═════ Provided records

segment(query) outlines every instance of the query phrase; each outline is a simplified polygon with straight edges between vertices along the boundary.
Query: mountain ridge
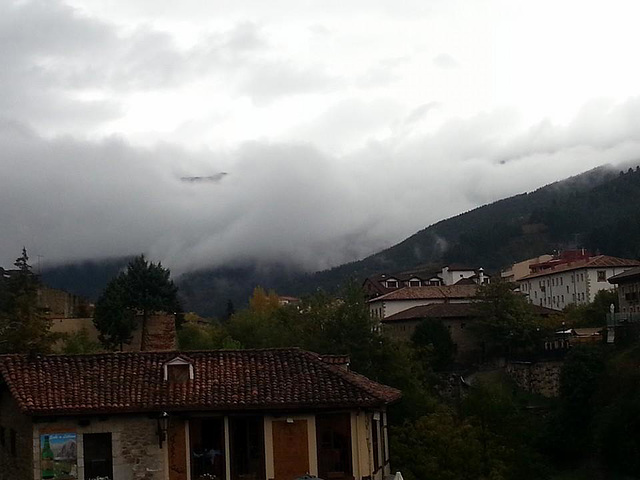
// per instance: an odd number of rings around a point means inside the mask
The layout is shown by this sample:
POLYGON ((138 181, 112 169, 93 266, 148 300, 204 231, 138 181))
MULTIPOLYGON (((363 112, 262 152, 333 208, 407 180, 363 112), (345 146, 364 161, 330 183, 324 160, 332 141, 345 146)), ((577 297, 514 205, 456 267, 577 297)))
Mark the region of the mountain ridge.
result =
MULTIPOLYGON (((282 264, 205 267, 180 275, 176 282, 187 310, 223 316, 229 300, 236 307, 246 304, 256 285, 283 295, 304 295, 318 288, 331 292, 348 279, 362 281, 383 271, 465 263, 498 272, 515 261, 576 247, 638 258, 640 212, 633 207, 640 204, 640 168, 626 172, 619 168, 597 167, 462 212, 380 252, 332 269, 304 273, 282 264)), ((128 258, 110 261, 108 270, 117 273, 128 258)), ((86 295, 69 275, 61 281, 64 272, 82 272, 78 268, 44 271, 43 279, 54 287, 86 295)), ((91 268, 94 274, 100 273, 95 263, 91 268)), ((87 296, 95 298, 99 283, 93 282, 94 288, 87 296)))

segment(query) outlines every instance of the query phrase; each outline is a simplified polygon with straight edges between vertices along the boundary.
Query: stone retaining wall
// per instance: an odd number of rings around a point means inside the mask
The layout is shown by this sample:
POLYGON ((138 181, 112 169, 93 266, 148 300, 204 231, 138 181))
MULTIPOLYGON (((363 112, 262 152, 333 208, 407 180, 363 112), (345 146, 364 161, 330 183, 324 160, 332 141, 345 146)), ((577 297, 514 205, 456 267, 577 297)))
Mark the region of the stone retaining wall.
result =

══════════

Write out all the data above again, with "simplified polygon" changed to "rough polygon" and everything else left as it is. Leave the pictures out.

segment(query) outlines every instance of the query phrase; each outline is a rough polygon with straight edges between vertices along the boundary.
Query: mountain ridge
// per instance: an odd number of rings around a point means inside the mask
The layout is shown by this sample:
POLYGON ((138 181, 112 169, 93 266, 148 300, 204 231, 138 181))
MULTIPOLYGON (((363 112, 262 152, 333 208, 407 180, 363 112), (345 146, 364 161, 330 183, 324 160, 332 141, 345 146)), ((577 297, 514 205, 456 267, 577 297)))
Mark the region of the mountain ridge.
result =
MULTIPOLYGON (((282 264, 205 267, 180 275, 176 282, 187 310, 223 316, 229 300, 236 307, 246 304, 256 285, 283 295, 304 295, 318 288, 331 292, 348 279, 362 281, 383 271, 465 263, 498 272, 515 261, 576 247, 638 258, 640 212, 633 207, 640 204, 640 168, 626 172, 619 168, 597 167, 462 212, 380 252, 332 269, 304 273, 282 264)), ((128 258, 110 261, 108 270, 117 273, 128 258)), ((86 295, 69 275, 61 281, 64 272, 82 272, 78 268, 44 271, 43 279, 54 287, 86 295)), ((91 268, 94 274, 100 273, 95 263, 91 268)), ((87 296, 95 298, 99 283, 93 282, 94 288, 87 296)))

segment(query) outlines every instance of the query phrase; each outline is a rough polygon with straight edges between vertices along the boundary.
Query: stone retaining wall
// per instance: an odd number of rings around a point means inside the mask
The layout is shown by this sample:
POLYGON ((138 181, 112 169, 93 266, 148 300, 204 231, 138 181))
MULTIPOLYGON (((363 112, 262 152, 333 208, 407 180, 363 112), (345 146, 364 161, 330 183, 324 160, 332 141, 345 146)), ((577 297, 514 205, 456 267, 577 297)))
Mark the region of the stone retaining wall.
result =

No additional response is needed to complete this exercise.